Document excerpt.
────
What the chlorite-iodide reaction taught me.

Since 2011 is the International Year of Chemistry, the good folks at CENtral Science are organizing a blog carnival on the theme, “Your favorite chemical reaction”.

My favorite chemical reaction is the chlorite-iodide reaction, and it’s my favorite because of the life lessons it has taught me.

The reaction has overall stoichiometry:
ClO2 + 4 I + 4 H+ = 2 I2 + Cl + H2O
Written out that way, as a simple set of reactants and products, it doesn’t look that exciting, but when the reaction is run in a continuous flow stirred tank reactor (CSTR), where reactions are flowed in and products are removed, it can exhibit oscillatory behavior. The oscillations in the concentrations of iodine (I2) and iodide (I) can be tracked experimentally, the former by measuring UV absorbance at 460 nm, the latter by measuring the potential of an ion-specific electrode.

An early study of the kinetics of this reaction determined that it “is catalyzed by the iodine product, and the autocatalysis is inhibited by iodide ion.” (Kern and Kim 1965, 5309) In 1985, Epstein and Kustin proposed the first mechanism for this reaction to account for the oscillatory behavior, one that includes 13 elementary steps and 12 chemical species. Two years later, Citri and Epstein proposed an improved model mechanism with 8 elementary mechanistic steps and 10 chemical species. The Citri-Epstein model proposes a different set of elementary steps to describe the oxidation of iodide by chlorite. In addition, it eliminates the intermediate IClO2, “whose existence has been called into question elsewhere.” (Citri and Epstein 1987, 6035) The resulting model mechanism seemed to produce better agreement between predicted and measured concentrations of iodide and iodine than that given by the earlier model.
────
Records provided.
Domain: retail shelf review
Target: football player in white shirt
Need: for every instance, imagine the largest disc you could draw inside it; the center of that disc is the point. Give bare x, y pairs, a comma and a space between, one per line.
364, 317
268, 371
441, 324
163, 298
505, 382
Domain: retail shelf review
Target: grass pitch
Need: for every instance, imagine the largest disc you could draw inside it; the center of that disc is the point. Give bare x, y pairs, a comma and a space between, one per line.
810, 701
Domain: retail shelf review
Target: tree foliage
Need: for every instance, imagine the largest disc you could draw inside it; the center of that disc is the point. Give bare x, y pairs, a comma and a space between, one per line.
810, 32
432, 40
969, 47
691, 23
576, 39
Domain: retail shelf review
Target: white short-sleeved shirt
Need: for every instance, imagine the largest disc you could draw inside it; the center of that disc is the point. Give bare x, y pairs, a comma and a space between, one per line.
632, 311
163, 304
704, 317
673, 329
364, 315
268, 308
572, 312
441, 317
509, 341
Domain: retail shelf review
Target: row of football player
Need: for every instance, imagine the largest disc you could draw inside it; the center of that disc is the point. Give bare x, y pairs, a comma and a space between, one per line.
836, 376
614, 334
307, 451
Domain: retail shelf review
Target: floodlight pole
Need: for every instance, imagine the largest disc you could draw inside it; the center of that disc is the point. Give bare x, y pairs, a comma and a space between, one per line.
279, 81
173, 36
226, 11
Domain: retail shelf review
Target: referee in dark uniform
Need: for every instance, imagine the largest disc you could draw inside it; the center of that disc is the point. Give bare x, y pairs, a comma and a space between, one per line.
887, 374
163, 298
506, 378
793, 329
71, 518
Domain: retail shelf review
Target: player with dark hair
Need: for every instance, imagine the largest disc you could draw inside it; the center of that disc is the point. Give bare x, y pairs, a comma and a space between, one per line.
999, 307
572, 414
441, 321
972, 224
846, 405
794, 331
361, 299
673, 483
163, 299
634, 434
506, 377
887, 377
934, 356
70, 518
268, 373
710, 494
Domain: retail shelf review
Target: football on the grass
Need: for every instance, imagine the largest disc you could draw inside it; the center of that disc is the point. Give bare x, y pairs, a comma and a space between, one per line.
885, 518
────
Questions to answer.
**1)** List the surnames of all the researchers cited in the chlorite-iodide reaction post, naming each person once.
**2)** According to the chlorite-iodide reaction post, how many elementary steps and chemical species does the Citri-Epstein model mechanism have?
**3)** Copy the passage of the chlorite-iodide reaction post starting at "Since 2011 is" and ending at "an ion-specific electrode.".
The records are not needed for any of the work here.

Numbered responses.
**1)** Kern, Kim, Epstein, Kustin, Citri

**2)** It has 8 elementary mechanistic steps and 10 chemical species.

**3)**
Since 2011 is the International Year of Chemistry, the good folks at CENtral Science are organizing a blog carnival on the theme, “Your favorite chemical reaction”.

My favorite chemical reaction is the chlorite-iodide reaction, and it’s my favorite because of the life lessons it has taught me.

The reaction has overall stoichiometry:
ClO2 + 4 I + 4 H+ = 2 I2 + Cl + H2O
Written out that way, as a simple set of reactants and products, it doesn’t look that exciting, but when the reaction is run in a continuous flow stirred tank reactor (CSTR), where reactions are flowed in and products are removed, it can exhibit oscillatory behavior. The oscillations in the concentrations of iodine (I2) and iodide (I) can be tracked experimentally, the former by measuring UV absorbance at 460 nm, the latter by measuring the potential of an ion-specific electrode.